Coordinate annotation records:
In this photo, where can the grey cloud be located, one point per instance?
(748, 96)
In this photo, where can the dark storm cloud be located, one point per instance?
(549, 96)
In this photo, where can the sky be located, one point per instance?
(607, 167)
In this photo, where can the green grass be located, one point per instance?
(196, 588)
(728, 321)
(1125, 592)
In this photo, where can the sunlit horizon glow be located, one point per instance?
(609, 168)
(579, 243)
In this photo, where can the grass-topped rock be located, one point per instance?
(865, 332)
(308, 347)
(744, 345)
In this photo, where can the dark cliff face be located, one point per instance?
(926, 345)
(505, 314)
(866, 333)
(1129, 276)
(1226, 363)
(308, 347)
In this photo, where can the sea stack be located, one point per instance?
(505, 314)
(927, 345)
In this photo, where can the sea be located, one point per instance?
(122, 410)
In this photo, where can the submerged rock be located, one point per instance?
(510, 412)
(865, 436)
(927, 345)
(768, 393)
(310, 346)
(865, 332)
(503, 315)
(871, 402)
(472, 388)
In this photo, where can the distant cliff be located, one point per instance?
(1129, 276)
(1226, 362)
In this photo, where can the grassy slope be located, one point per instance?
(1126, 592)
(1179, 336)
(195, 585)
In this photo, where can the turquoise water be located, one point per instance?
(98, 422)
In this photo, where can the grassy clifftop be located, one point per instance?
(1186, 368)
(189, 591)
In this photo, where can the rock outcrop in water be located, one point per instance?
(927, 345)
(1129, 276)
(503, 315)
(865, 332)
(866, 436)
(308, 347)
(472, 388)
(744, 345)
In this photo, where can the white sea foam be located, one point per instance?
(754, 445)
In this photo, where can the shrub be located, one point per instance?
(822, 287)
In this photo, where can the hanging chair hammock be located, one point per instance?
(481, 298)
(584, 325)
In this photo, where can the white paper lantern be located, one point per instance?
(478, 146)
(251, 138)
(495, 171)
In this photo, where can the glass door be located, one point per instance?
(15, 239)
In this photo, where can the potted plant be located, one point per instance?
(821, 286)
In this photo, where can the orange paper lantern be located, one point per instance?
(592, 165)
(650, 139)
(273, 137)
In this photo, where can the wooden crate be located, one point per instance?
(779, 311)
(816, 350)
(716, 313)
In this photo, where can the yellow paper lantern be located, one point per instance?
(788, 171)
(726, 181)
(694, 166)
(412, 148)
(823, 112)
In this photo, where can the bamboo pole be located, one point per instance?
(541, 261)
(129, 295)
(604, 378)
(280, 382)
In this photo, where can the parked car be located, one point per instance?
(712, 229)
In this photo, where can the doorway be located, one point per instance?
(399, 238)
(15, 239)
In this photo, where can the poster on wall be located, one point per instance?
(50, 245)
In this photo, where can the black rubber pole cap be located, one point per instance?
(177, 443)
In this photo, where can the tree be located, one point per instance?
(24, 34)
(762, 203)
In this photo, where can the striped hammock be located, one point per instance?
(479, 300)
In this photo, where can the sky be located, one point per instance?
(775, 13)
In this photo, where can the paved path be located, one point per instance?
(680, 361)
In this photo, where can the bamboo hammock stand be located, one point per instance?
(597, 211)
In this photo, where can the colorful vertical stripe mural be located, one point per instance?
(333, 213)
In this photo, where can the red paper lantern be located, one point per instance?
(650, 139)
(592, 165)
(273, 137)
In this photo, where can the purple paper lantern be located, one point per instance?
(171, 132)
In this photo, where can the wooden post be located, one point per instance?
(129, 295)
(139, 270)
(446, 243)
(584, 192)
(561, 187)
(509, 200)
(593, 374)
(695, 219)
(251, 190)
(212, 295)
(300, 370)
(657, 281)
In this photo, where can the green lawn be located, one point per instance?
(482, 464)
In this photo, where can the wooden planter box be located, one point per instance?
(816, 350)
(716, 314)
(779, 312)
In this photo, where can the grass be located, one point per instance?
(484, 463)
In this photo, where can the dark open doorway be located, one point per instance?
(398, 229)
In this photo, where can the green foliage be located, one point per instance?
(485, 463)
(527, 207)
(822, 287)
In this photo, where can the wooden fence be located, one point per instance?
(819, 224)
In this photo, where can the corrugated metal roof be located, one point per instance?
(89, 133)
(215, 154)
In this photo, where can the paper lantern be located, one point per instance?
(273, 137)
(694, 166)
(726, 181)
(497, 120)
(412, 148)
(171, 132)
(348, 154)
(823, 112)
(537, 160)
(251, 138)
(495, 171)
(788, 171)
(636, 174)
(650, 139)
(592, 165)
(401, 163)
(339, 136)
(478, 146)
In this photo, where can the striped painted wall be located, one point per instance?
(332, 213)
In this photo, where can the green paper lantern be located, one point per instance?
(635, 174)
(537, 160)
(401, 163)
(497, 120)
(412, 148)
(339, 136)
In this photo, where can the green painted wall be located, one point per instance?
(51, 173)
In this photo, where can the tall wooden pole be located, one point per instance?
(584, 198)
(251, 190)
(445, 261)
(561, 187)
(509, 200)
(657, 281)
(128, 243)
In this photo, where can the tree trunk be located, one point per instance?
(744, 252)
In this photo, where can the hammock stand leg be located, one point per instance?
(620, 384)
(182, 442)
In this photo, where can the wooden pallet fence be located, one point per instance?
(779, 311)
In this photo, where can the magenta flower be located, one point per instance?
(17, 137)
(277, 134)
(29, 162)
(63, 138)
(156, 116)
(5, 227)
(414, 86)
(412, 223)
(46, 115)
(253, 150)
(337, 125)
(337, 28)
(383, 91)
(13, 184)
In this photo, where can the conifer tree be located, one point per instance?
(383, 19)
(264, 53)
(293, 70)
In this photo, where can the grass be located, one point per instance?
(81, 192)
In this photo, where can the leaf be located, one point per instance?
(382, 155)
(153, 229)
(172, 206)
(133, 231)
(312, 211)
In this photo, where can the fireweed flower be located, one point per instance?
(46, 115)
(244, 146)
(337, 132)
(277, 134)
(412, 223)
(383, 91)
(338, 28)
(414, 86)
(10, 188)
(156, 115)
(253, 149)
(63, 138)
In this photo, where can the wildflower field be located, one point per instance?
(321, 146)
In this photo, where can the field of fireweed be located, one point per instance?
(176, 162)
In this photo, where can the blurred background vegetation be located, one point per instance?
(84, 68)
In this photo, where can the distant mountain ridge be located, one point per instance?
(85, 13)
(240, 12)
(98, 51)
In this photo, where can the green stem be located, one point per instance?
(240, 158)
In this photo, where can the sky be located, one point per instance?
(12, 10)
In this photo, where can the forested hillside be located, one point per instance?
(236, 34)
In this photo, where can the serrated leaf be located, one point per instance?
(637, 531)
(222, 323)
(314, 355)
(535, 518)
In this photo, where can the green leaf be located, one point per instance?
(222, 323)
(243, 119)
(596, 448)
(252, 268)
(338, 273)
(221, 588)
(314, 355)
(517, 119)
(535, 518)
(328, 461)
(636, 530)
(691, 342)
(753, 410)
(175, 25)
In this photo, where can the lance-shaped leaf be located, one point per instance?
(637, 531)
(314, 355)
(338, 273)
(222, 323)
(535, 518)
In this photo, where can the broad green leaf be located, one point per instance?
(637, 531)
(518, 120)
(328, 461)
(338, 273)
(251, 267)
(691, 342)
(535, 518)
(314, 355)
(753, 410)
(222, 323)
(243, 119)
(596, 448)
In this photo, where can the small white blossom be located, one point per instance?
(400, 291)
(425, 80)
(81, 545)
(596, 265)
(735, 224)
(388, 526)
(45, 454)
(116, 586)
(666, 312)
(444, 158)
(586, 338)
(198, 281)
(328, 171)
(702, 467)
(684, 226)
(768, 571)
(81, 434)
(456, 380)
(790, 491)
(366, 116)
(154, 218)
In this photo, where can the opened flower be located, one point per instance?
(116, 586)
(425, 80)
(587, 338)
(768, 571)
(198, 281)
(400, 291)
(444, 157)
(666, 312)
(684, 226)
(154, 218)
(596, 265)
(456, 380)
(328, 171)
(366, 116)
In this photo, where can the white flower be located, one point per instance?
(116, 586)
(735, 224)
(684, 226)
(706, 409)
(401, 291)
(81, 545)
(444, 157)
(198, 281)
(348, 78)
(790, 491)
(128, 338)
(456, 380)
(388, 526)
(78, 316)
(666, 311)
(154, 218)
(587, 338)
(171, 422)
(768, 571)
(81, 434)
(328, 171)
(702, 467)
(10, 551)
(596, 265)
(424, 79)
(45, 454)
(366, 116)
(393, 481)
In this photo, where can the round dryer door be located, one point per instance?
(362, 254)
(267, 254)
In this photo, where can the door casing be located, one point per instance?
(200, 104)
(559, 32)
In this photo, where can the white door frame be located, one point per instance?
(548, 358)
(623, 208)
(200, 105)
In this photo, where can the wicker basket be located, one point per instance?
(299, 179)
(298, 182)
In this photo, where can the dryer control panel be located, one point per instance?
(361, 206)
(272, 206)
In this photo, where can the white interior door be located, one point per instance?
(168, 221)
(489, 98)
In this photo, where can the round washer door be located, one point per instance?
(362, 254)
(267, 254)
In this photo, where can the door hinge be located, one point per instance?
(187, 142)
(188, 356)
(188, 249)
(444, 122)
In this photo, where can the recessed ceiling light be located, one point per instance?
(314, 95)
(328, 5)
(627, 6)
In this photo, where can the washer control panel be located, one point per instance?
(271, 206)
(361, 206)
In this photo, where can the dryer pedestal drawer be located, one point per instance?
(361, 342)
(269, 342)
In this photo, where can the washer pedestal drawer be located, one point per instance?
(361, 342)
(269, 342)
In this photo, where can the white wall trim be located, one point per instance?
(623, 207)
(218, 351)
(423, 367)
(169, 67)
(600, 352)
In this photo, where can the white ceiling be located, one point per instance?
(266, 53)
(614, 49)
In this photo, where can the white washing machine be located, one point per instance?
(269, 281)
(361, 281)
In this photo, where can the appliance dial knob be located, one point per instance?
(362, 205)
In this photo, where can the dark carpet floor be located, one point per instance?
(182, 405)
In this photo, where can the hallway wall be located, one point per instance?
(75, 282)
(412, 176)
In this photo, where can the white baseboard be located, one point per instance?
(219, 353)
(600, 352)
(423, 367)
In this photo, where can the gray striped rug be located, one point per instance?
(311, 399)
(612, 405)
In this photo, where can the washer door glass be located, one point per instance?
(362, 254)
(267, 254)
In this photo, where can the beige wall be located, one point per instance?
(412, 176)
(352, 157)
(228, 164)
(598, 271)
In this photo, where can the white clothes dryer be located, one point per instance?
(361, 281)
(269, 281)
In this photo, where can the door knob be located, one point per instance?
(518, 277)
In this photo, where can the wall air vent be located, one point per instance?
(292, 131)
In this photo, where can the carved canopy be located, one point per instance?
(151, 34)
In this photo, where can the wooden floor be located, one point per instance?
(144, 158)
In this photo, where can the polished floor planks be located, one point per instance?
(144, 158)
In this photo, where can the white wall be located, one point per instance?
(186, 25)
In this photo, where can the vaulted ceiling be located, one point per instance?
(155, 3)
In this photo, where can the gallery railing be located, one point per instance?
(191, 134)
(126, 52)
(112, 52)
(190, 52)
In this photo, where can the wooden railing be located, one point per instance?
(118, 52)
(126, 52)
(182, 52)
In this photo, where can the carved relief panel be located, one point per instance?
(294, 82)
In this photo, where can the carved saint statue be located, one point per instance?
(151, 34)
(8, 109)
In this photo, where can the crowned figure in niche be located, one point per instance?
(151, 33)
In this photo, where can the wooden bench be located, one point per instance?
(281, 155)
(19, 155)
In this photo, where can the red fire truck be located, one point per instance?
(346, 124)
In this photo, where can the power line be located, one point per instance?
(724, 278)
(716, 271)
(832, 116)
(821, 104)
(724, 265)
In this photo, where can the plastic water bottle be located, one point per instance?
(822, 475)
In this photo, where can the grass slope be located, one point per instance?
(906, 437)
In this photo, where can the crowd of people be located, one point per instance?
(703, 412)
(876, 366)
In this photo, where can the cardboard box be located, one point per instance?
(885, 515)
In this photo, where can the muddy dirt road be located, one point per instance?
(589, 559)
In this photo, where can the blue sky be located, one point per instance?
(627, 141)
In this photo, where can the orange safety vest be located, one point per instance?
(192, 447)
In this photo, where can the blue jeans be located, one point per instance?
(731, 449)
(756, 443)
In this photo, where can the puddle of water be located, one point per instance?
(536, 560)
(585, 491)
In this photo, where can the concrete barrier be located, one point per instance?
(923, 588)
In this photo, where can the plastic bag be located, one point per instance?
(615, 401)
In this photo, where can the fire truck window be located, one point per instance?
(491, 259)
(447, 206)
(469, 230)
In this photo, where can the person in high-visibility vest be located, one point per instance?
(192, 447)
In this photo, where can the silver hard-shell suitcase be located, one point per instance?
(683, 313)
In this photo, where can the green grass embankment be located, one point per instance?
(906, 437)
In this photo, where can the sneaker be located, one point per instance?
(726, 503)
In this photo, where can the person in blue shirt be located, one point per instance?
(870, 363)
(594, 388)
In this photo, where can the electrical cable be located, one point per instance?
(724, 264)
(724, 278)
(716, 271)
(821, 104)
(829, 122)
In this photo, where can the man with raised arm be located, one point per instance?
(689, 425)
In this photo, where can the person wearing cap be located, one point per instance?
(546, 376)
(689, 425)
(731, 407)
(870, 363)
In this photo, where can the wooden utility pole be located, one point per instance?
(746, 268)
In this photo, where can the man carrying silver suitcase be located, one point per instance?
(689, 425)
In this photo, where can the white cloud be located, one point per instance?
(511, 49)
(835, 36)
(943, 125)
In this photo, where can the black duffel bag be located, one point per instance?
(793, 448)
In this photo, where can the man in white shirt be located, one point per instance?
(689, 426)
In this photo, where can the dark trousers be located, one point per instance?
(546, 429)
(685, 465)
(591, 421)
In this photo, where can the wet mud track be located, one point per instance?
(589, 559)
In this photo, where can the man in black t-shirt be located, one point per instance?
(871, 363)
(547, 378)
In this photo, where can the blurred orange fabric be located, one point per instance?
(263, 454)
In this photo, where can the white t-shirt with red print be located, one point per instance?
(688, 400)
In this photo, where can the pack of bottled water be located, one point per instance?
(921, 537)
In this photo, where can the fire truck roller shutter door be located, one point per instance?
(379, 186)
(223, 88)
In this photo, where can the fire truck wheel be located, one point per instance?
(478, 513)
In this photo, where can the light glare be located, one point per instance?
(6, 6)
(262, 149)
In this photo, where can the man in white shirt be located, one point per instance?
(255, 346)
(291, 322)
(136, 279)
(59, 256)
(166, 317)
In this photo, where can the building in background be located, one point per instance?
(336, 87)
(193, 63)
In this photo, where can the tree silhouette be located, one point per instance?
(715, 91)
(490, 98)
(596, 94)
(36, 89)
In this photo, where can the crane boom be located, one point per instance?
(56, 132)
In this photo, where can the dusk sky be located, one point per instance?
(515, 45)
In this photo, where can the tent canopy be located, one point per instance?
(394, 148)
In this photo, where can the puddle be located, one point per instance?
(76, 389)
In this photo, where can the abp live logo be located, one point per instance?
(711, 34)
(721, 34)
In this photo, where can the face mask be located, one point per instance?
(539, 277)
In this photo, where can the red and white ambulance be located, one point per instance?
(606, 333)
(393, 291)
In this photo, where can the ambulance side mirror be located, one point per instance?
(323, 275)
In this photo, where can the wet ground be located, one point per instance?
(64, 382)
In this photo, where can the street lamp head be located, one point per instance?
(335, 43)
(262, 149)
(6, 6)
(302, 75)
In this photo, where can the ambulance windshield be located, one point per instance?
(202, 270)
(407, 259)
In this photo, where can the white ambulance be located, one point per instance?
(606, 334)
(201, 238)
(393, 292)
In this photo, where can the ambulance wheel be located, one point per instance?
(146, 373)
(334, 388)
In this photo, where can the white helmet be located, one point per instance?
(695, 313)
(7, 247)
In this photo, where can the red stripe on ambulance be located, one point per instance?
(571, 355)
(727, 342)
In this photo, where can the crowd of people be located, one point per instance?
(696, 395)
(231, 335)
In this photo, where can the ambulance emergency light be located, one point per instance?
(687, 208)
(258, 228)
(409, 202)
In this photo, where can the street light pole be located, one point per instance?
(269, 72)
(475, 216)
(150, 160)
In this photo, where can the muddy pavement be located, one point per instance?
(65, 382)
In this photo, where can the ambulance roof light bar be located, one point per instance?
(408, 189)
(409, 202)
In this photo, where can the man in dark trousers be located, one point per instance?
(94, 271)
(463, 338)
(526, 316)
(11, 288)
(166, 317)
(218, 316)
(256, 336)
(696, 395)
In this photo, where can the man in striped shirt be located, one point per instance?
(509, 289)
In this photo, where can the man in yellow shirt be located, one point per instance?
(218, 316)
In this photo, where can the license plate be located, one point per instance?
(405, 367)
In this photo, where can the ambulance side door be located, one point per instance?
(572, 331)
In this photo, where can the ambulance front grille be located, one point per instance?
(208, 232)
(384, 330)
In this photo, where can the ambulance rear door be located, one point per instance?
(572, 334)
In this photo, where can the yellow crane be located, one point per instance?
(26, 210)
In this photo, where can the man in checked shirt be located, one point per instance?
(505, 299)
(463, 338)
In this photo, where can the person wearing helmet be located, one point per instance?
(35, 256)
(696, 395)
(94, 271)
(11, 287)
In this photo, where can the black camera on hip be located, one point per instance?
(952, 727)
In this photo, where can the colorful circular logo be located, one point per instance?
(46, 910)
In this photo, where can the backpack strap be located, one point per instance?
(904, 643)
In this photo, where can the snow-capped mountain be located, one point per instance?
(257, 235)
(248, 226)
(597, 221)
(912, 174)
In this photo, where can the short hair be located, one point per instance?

__Task goal__: Look above for the line containing "In this photo, where can the ambulance emergency"; copy from it through the last line, exactly, and nothing more.

__Solved exercise__:
In this photo, where can the ambulance emergency light be located, one point per instance?
(687, 208)
(258, 228)
(409, 202)
In this photo, where can the street light pole be located, one point per instance?
(269, 72)
(475, 216)
(150, 160)
In this photo, where can the muddy pavement be located, one point per instance?
(65, 382)
In this photo, where can the ambulance roof light bar be located, one point per instance?
(408, 189)
(409, 202)
In this photo, where can the man in dark trousers be located, one point per instance?
(94, 271)
(463, 338)
(526, 316)
(11, 288)
(166, 317)
(218, 316)
(256, 336)
(696, 395)
In this photo, where can the man in striped shirt be located, one point per instance?
(509, 289)
In this photo, where can the man in yellow shirt be located, one point per instance?
(218, 316)
In this photo, where can the license plate be located, one point per instance?
(405, 367)
In this photo, where can the ambulance side door be located, one point per instance?
(572, 331)
In this photo, where can the ambulance front grille be located, one point per instance?
(208, 232)
(384, 330)
In this photo, where can the ambulance rear door be located, one point per instance?
(572, 334)
In this photo, where can the yellow crane be located, one point per instance?
(26, 210)
In this photo, where can the man in checked shirt be located, one point per instance?
(505, 299)
(463, 338)
In this photo, where can the person wearing helmet be located, one point per instance?
(35, 256)
(696, 395)
(94, 271)
(11, 287)
In this photo, where can the black camera on hip be located, one point per instance?
(952, 727)
In this photo, where can the colorful circular logo be located, one point per instance?
(46, 910)
In this photo, where can the backpack strap be located, one point per instance?
(904, 643)
In this photo, where can the snow-capped mountain be located, one point per instance?
(257, 235)
(248, 226)
(597, 221)
(912, 174)
In this photo, where can the short hair be located, one point per instance?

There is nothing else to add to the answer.